WORK INSTRUCTIONS:
Leaving out the pictures, transcribe all of the records faithfully.

RECORDS SHOWN:
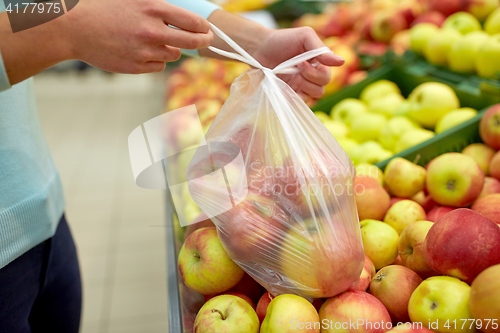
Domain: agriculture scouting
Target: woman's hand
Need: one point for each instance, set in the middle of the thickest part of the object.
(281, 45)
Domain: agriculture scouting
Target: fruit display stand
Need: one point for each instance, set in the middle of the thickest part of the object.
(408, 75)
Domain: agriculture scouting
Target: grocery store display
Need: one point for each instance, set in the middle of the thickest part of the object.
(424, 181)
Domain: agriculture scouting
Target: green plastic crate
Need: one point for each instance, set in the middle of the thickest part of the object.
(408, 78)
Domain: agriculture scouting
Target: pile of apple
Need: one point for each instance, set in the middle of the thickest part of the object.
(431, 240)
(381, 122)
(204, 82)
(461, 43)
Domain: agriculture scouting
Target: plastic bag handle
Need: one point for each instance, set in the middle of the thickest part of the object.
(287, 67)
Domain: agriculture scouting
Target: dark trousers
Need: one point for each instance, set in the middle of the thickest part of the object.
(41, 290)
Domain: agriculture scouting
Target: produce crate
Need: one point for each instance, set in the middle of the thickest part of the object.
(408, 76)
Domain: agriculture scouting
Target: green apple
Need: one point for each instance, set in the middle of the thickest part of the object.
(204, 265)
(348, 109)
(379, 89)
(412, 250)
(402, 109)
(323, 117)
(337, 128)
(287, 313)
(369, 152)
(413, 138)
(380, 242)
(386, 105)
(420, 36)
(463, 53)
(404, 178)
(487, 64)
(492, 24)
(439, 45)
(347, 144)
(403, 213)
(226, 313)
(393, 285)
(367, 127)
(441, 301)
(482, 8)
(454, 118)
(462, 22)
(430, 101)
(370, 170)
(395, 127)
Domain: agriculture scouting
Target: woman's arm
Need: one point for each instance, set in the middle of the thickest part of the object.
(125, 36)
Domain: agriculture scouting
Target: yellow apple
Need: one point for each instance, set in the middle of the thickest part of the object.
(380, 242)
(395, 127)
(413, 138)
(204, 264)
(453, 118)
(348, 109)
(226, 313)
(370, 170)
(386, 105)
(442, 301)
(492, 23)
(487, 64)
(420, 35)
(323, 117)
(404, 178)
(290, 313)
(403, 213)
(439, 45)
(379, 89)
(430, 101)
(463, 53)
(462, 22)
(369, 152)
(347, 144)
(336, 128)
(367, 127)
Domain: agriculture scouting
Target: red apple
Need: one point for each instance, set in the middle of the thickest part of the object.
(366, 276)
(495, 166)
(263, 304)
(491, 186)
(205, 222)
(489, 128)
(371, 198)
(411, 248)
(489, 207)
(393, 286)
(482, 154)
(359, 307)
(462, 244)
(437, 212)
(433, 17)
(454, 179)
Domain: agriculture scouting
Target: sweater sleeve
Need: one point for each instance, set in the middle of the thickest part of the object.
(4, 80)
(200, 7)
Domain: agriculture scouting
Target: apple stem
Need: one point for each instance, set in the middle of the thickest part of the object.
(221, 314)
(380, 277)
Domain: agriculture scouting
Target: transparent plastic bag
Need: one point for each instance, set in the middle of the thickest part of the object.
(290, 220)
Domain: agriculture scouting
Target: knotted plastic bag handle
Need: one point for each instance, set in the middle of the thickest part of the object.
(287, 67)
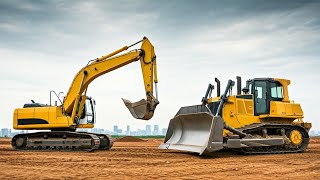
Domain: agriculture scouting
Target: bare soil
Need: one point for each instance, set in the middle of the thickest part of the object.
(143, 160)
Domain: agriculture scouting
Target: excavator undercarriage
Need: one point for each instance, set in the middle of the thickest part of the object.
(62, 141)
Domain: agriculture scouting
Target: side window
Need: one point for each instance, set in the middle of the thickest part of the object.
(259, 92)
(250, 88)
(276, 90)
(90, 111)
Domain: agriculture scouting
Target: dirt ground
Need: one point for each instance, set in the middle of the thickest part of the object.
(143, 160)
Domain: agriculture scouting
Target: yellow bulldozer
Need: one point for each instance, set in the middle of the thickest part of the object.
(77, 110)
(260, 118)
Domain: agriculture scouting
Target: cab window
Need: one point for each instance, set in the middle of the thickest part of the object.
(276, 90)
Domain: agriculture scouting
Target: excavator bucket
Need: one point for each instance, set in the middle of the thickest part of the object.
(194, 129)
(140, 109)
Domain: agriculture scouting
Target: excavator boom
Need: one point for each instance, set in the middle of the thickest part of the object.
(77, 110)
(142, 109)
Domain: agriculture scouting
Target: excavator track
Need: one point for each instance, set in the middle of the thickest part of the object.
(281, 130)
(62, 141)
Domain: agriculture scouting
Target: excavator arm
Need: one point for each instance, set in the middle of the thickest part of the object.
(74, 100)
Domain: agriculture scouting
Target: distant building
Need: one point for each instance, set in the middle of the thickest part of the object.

FULL SOLUTION:
Domain: agriculture scouting
Target: woman's hand
Need: one point for each instance, set in the middle of the thickest part of the object.
(281, 45)
Domain: agriculture scouting
Target: fruit display stand
Need: one point for each instance, set in the middle of the thickest part of the object.
(408, 75)
Domain: agriculture scouting
Target: grocery store display
Need: one point for each instance, set in the middle of the thickest part of the object.
(424, 181)
Domain: agriculture scouting
Target: green plastic crate
Need: one point for each instance, set in the middle of the thickest part of the object.
(408, 78)
Domain: agriculture scouting
Target: pile of apple
Need: one point for each instance, set in the middle of the thickest part of the object.
(431, 240)
(381, 122)
(204, 82)
(461, 43)
Domain: agriculture scouting
Target: plastic bag handle
Need: one point for each instance, set in the middle of the thickest part of the object.
(287, 67)
Domain: agriculture scouting
Target: dark trousers
Need: one point for each instance, set in the middle of the thickest part of the object.
(41, 290)
Domain: agriculture scouting
Target: produce crate
Need: one point for each instance, set in the middle of the thickest part of the object.
(408, 76)
Domain: agriculture scouting
Target: green apple
Need: one point for each instance, set in the middle of the thickest part of the object.
(204, 265)
(348, 109)
(379, 89)
(412, 250)
(402, 109)
(323, 117)
(337, 128)
(287, 313)
(369, 152)
(413, 138)
(380, 242)
(386, 105)
(420, 36)
(463, 53)
(404, 178)
(487, 64)
(492, 24)
(439, 45)
(347, 144)
(403, 213)
(226, 313)
(393, 285)
(367, 127)
(441, 301)
(482, 8)
(454, 118)
(462, 22)
(430, 101)
(370, 170)
(395, 127)
Domain: agriculture scouting
Target: woman's arm
Need: one point for each instance, set in the middle of the thickest part of the object.
(125, 36)
Domain: agriculture scouting
Target: yellow apple
Need: one point for each instance, set in the middle of the thickest part of the object.
(380, 242)
(395, 127)
(413, 138)
(204, 264)
(453, 118)
(348, 109)
(226, 313)
(370, 170)
(386, 105)
(442, 301)
(492, 23)
(487, 64)
(420, 35)
(323, 117)
(404, 178)
(290, 313)
(403, 213)
(439, 45)
(379, 89)
(430, 101)
(463, 53)
(462, 22)
(369, 152)
(347, 144)
(336, 128)
(367, 127)
Domain: agriculture scouting
Target: red apple
Need: one point for each instance, set in the middle of the thickest part of the object.
(366, 276)
(495, 166)
(263, 304)
(491, 186)
(205, 222)
(489, 128)
(371, 198)
(411, 248)
(489, 207)
(393, 286)
(482, 154)
(359, 307)
(462, 244)
(437, 212)
(433, 17)
(454, 179)
Domain: agriculture scouting
Target: sweater sleeve
Need: one point for each instance, set in the middle of the thickest part of the object.
(4, 80)
(200, 7)
Domain: agriculture scouting
Target: apple stem
Need: one point for each instance, set in the middle of the thickest part of the object.
(221, 314)
(380, 277)
Domain: agriculture scouting
Target: transparent plastic bag
Need: one point for each instance, set in the middle of the thickest part of the object.
(290, 220)
Domain: agriculture scouting
Target: knotted plastic bag handle
Need: one point for each instance, set in the middle of the thickest part of the object.
(287, 67)
Domain: agriculture scouting
Target: bare soil
Need: one point for each instance, set in the middle of the thickest part of the object.
(143, 160)
Domain: agriculture scouting
Target: excavator undercarriage
Need: one point for each instance, set in the middle of the thickest part of the object.
(62, 141)
Domain: agriculture scouting
Target: side window
Need: one point for each instance, set in the middle of the thickest part of the object.
(259, 92)
(250, 88)
(276, 90)
(90, 111)
Domain: agriculture scouting
Target: dirt ground
Need: one point for each instance, set in the middle of the thickest part of the object.
(143, 160)
Domain: agriculture scouting
Target: yellow bulldozer
Need: one point for each instance, set in the middle of the thickest part of the object.
(77, 110)
(260, 118)
Domain: agriculture scouting
Target: cab window
Need: one point for each instance, set in the middle of the thickest part of the object.
(276, 90)
Domain: agriculture scouting
Target: excavator bucket
Need: one point for each instance, set in the middle of the thickest part of the object.
(194, 129)
(140, 109)
Domain: agriculture scouting
Target: excavator boom
Need: one point for each instance, set in the middle of the thickest part of the object.
(77, 110)
(142, 109)
Domain: agriculture scouting
Target: excavator track
Need: one point for each instance, set in the middle of the thickest part of the object.
(281, 130)
(62, 141)
Domain: agriculture scouting
Target: excavator arm
Need: one point for each instance, set in the middle of the thickest part of the object.
(74, 100)
Domain: agriculture scouting
Target: distant building
Need: one point for each instance, set in the middle of the thickest part of the object.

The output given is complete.